■ BRIEF
Render all the records below as a numbered list. Omit blank lines and leave out the pictures.

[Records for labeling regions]

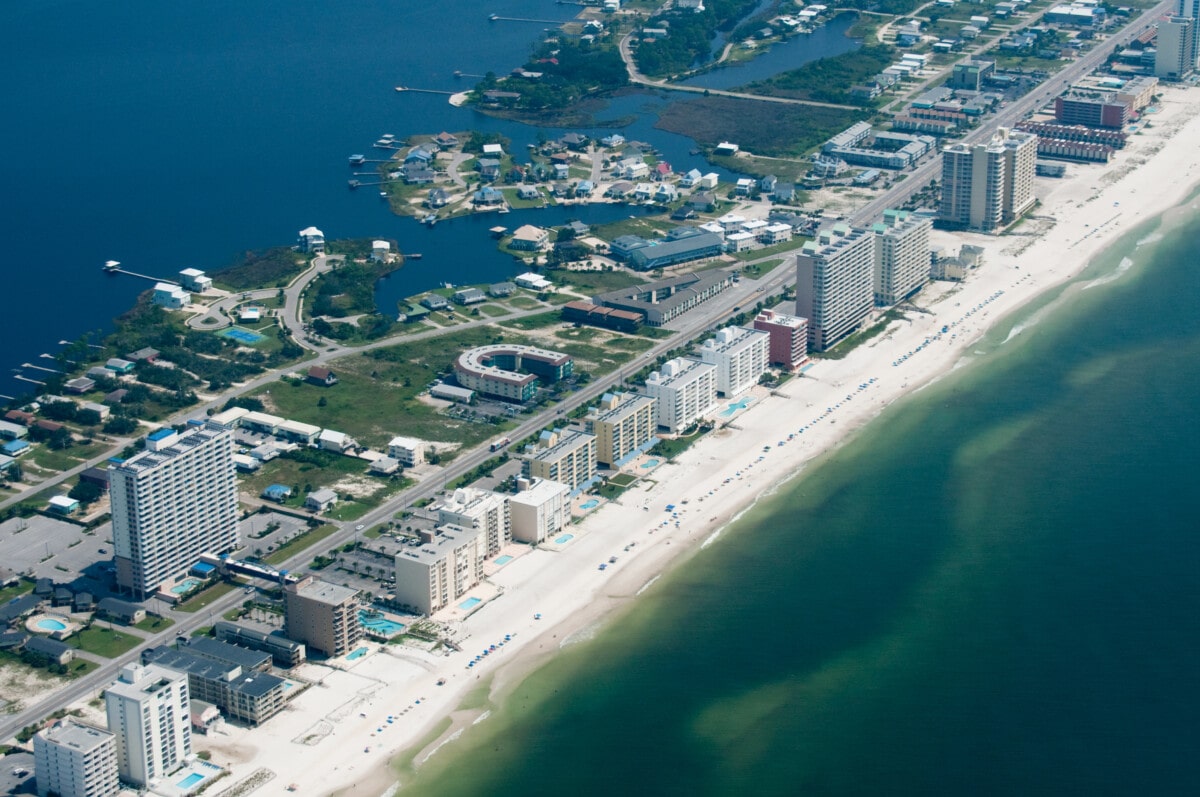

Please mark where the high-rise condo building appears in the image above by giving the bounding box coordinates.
[1154,16,1200,80]
[108,421,238,599]
[796,224,875,352]
[104,664,192,786]
[938,128,1038,233]
[583,392,658,468]
[754,310,809,371]
[34,717,121,797]
[646,356,716,432]
[871,210,934,307]
[283,576,362,658]
[700,326,770,399]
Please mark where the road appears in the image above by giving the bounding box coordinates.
[0,1,1172,738]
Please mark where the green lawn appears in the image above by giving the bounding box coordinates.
[263,523,337,564]
[175,580,245,612]
[70,624,145,659]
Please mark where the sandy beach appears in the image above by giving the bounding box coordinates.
[169,88,1200,797]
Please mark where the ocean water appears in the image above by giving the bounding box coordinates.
[401,202,1200,797]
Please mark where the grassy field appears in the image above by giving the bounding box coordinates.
[175,579,244,612]
[263,523,337,564]
[70,625,145,659]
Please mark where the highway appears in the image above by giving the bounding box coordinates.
[0,1,1172,738]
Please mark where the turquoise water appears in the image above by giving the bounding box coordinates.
[217,326,263,343]
[398,198,1200,797]
[720,397,751,418]
[359,611,404,636]
[175,772,204,789]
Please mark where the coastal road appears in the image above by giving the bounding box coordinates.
[0,1,1171,738]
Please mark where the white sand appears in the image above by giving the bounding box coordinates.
[189,88,1200,795]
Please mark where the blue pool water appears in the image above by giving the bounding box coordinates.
[359,611,404,636]
[217,326,263,343]
[721,399,750,418]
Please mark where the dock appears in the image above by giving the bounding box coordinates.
[101,260,179,287]
[396,85,455,97]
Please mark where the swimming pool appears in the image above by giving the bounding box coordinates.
[359,611,404,637]
[721,397,750,418]
[217,326,263,343]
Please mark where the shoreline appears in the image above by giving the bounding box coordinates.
[182,89,1200,795]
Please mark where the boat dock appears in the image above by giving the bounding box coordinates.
[101,260,179,286]
[396,85,455,97]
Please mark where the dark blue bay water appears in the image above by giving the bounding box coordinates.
[393,202,1200,797]
[7,0,854,395]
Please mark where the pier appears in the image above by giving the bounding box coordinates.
[101,260,179,286]
[396,85,455,97]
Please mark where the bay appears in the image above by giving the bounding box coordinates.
[393,203,1200,796]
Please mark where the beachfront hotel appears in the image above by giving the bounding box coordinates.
[700,326,770,399]
[938,127,1038,233]
[796,224,875,352]
[454,343,575,402]
[108,421,238,599]
[433,487,512,556]
[34,717,121,797]
[583,392,659,468]
[646,356,716,432]
[283,576,362,658]
[754,310,809,371]
[871,210,934,307]
[394,523,486,616]
[104,664,192,786]
[523,430,596,495]
[509,479,571,545]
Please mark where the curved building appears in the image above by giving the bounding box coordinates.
[454,343,575,401]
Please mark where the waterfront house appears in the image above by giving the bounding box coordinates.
[509,224,550,252]
[450,288,487,306]
[304,487,337,513]
[62,377,96,395]
[305,365,337,388]
[470,186,504,206]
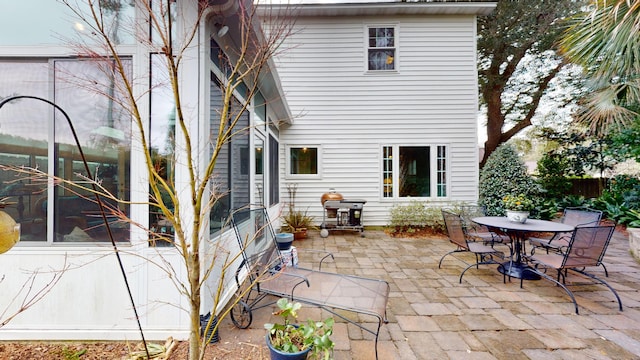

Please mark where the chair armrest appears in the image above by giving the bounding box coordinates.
[304,249,335,271]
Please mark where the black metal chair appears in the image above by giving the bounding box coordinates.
[230,207,390,359]
[520,226,622,314]
[529,207,609,277]
[438,210,504,283]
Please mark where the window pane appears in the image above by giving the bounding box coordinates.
[398,146,431,197]
[369,49,395,70]
[54,60,131,242]
[367,27,396,70]
[437,145,447,196]
[382,146,393,197]
[0,60,52,241]
[209,74,250,233]
[253,134,264,205]
[0,0,135,46]
[291,147,318,175]
[149,54,176,246]
[269,134,280,205]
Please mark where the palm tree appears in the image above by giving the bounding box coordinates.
[560,0,640,133]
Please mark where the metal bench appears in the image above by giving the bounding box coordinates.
[231,208,389,359]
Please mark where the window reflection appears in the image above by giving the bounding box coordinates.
[0,0,135,46]
[0,60,131,242]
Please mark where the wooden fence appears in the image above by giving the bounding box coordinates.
[569,178,609,198]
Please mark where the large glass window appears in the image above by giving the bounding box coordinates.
[0,0,135,46]
[289,146,318,175]
[149,54,176,246]
[269,134,280,206]
[0,59,131,242]
[367,27,396,71]
[209,74,251,233]
[381,145,447,198]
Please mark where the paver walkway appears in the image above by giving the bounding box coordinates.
[214,231,640,360]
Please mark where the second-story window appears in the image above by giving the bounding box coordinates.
[367,27,396,71]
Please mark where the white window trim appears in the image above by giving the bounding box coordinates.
[378,143,451,202]
[284,144,322,180]
[362,23,400,75]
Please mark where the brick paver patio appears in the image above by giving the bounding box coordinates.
[214,231,640,360]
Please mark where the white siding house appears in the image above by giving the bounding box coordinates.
[277,2,495,225]
[0,0,495,340]
[0,0,291,340]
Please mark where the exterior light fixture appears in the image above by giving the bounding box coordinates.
[216,24,229,37]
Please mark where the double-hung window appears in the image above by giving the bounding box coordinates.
[381,145,448,198]
[367,26,397,71]
[287,145,320,177]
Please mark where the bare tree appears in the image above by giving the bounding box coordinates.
[0,0,291,360]
[478,0,582,167]
[0,258,69,328]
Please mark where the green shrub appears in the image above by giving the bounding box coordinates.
[389,200,444,233]
[479,144,542,217]
[536,153,571,199]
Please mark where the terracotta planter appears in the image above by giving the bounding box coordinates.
[293,228,307,240]
[267,333,311,360]
[507,210,529,224]
[0,210,20,254]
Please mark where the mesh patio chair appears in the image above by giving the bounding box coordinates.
[438,210,504,283]
[460,205,511,250]
[230,207,390,359]
[520,226,622,314]
[529,208,602,254]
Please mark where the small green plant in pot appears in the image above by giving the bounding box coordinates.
[264,298,334,360]
[282,184,316,240]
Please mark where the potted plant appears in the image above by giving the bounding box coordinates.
[0,197,20,254]
[282,184,315,240]
[264,298,334,360]
[502,194,533,223]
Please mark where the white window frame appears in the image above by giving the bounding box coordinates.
[363,23,400,74]
[378,143,451,201]
[285,144,322,180]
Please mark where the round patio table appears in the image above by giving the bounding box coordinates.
[471,216,575,280]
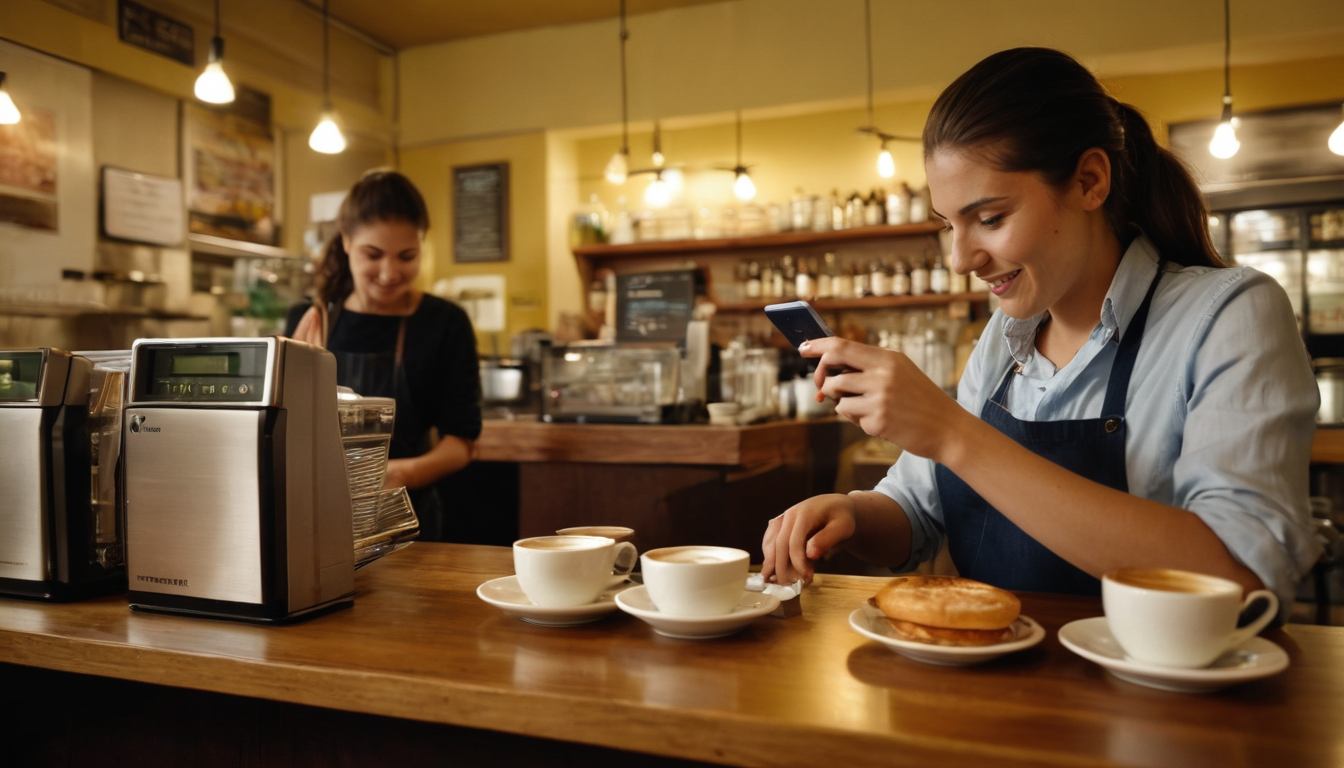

■ REPLY
1. Please mark where the high-rise condo building appears in the image above by giving the bounding box coordinates.
2. [1154,16,1200,80]
3. [108,421,238,599]
4. [796,224,875,352]
5. [104,664,192,786]
6. [938,128,1038,233]
7. [583,392,658,468]
8. [754,310,809,371]
9. [34,717,121,797]
10. [646,356,716,432]
11. [871,210,934,307]
12. [283,576,362,658]
13. [700,326,770,399]
14. Please mark where the road appears in the image above by giving the bounding box coordinates.
15. [0,1,1172,738]
16. Please mark where the green lawn appears in the image above by giving the bounding box coordinates.
17. [263,523,337,564]
18. [175,580,245,612]
19. [70,624,145,659]
20. Please mark where the sandy beach appears in the image above by giving the bounding box coordinates.
21. [169,88,1200,797]
22. Please mark where the ocean water appears in the image above by giving the bounding box coordinates.
23. [401,202,1200,797]
24. Please mark where the grassy field appears in the image above by giving the bounding box coordinates.
25. [175,579,244,612]
26. [263,523,337,564]
27. [70,625,145,659]
28. Please mark where the highway appears in the image above by giving the bounding box coordinates.
29. [0,1,1172,738]
30. Please mark where the turquoise water appears in the image above by giving the bounding box coordinates.
31. [217,326,263,343]
32. [398,198,1200,797]
33. [720,397,751,418]
34. [359,611,404,636]
35. [175,772,204,789]
36. Please mark where the coastal road appears in the image above by giving the bounding box coordinates.
37. [0,1,1171,738]
38. Please mark where the white sand appears in the image above by giving the bounding box coordinates.
39. [189,88,1200,795]
40. Please mark where the blue pool water appears in the image above by giving the bounding box coordinates.
41. [359,611,404,636]
42. [217,326,263,343]
43. [721,399,750,418]
44. Please mark where the dock appears in the image above by giving the bounding box coordinates.
45. [101,260,179,287]
46. [396,85,455,97]
47. Please mark where the swimming pool appears in the image above by giving the bounding box coordinates.
48. [359,611,404,637]
49. [721,397,750,418]
50. [217,326,263,343]
51. Please mark where the shoreline appears in the image above by giving the bounding box coordinates.
52. [182,89,1200,795]
53. Please mark where the boat dock appears in the image above by giving the bounding box coordinates.
54. [101,260,179,286]
55. [396,85,455,97]
56. Please mark where the dark blue bay water appears in the image above by giving the bounding box coordinates.
57. [393,202,1200,797]
58. [7,0,854,395]
59. Please mark where the pier appears in the image above by giving the bounding box coordinates.
60. [101,260,179,286]
61. [396,85,455,97]
62. Please mark where the bay appears in the image above by giving the bounding box coordinates.
63. [393,203,1200,796]
64. Please mark where the beachfront hotel appears in the image above by giving the bounding box coordinates.
65. [700,326,770,399]
66. [938,127,1038,233]
67. [796,224,875,352]
68. [454,343,575,402]
69. [108,421,238,599]
70. [433,487,512,556]
71. [34,717,121,797]
72. [583,392,659,468]
73. [646,356,716,432]
74. [283,576,362,658]
75. [754,310,809,371]
76. [871,210,934,307]
77. [394,523,486,616]
78. [104,664,192,786]
79. [523,430,596,495]
80. [509,479,571,545]
81. Please mark where the curved building appears in the image above by giving the bounding box coordinates.
82. [454,343,575,401]
83. Please mark where the waterfront house appears in the image above by giving the bounding box coordinates.
84. [509,224,550,252]
85. [450,288,487,306]
86. [304,487,337,513]
87. [62,377,96,395]
88. [305,365,337,388]
89. [470,186,504,206]
90. Please mark where the chair armrest appears in the image above by giving the bounding box coordinates.
91. [304,249,335,271]
92. Please mark where the black metal chair appears in the image above by giving the bounding box coordinates.
93. [230,207,390,359]
94. [520,226,622,314]
95. [529,207,609,277]
96. [438,210,504,283]
97. Please mark where the window pane appears in the image above by giving the bounding box coordinates.
98. [398,146,431,197]
99. [369,49,395,70]
100. [54,60,131,242]
101. [367,27,396,70]
102. [437,145,447,196]
103. [382,146,393,197]
104. [0,60,52,241]
105. [209,74,250,233]
106. [253,134,264,205]
107. [0,0,135,46]
108. [291,147,318,175]
109. [149,54,176,246]
110. [269,134,280,205]
111. Please mark where the palm tree appears in the image above by giving the bounding box coordinates.
112. [560,0,640,133]
113. Please mark where the metal bench appears in the image above by giving the bounding box coordinates.
114. [231,208,389,359]
115. Please mark where the window reflection appears in the image above by giving the bounding box coordinates.
116. [0,0,135,46]
117. [0,60,131,242]
118. Please mark where the wooden fence appears in the image above by giving the bounding box coordinates.
119. [569,178,609,198]
120. Please mark where the large glass window appears in the image above by giving the bounding box coordinates.
121. [0,0,135,46]
122. [289,146,318,175]
123. [149,54,176,246]
124. [269,134,280,206]
125. [0,59,131,242]
126. [367,27,396,71]
127. [209,74,251,233]
128. [381,145,447,198]
129. Please mark where the paver walkway appears in the image above by giving the bounding box coordinates.
130. [214,231,640,360]
131. Please mark where the second-story window appears in the image above by giving the bounding box coordinates.
132. [367,27,396,71]
133. Please mark where the white window trim appears in the image above by giving the bounding box coordinates.
134. [378,143,451,202]
135. [284,144,322,180]
136. [362,23,400,75]
137. Please mark where the brick paver patio appears in the image above by giving the bounding box coordinates.
138. [214,231,640,360]
139. Please mark where the white siding house appears in the image above by giving the bounding box coordinates.
140. [277,2,495,225]
141. [0,0,495,340]
142. [0,0,291,340]
143. Please mark where the exterior light fixture appears in the image above by giving the bounding box coordinates.
144. [216,24,229,37]
145. Please mark where the double-hung window appears in the image above by giving the bounding box coordinates.
146. [381,145,448,198]
147. [367,26,397,71]
148. [287,145,320,177]
149. Please mark where the bare tree appears in the image above by giving the bounding box coordinates.
150. [0,0,291,360]
151. [478,0,582,167]
152. [0,258,69,328]
153. Please mark where the green shrub appears in the image above by giving the bounding box coordinates.
154. [389,200,444,233]
155. [479,144,542,217]
156. [536,153,571,199]
157. Please mark where the terracotta planter appears in the image above by giving the bounding box coordinates.
158. [293,228,307,240]
159. [267,333,311,360]
160. [507,210,529,224]
161. [0,210,20,254]
162. Please mark where the mesh patio chair appears in the image above by giving the bounding box coordinates.
163. [438,210,504,283]
164. [460,205,511,250]
165. [230,207,390,359]
166. [520,226,622,314]
167. [529,208,602,254]
168. Please mark where the small green plant in pot appears in the image above by giving the bounding box coordinates.
169. [264,298,334,360]
170. [282,184,316,240]
171. Please mark where the potted plant appears in the image above by giving the bounding box coordinates.
172. [0,197,20,254]
173. [282,184,315,240]
174. [264,298,334,360]
175. [502,194,533,223]
176. Please mark where the white window frame appears in the image above by giving the bounding box coordinates.
177. [363,23,400,74]
178. [378,143,451,201]
179. [285,144,322,180]
180. Please mark where the round patio table appears in the image above by giving the bounding box coordinates.
181. [471,216,575,280]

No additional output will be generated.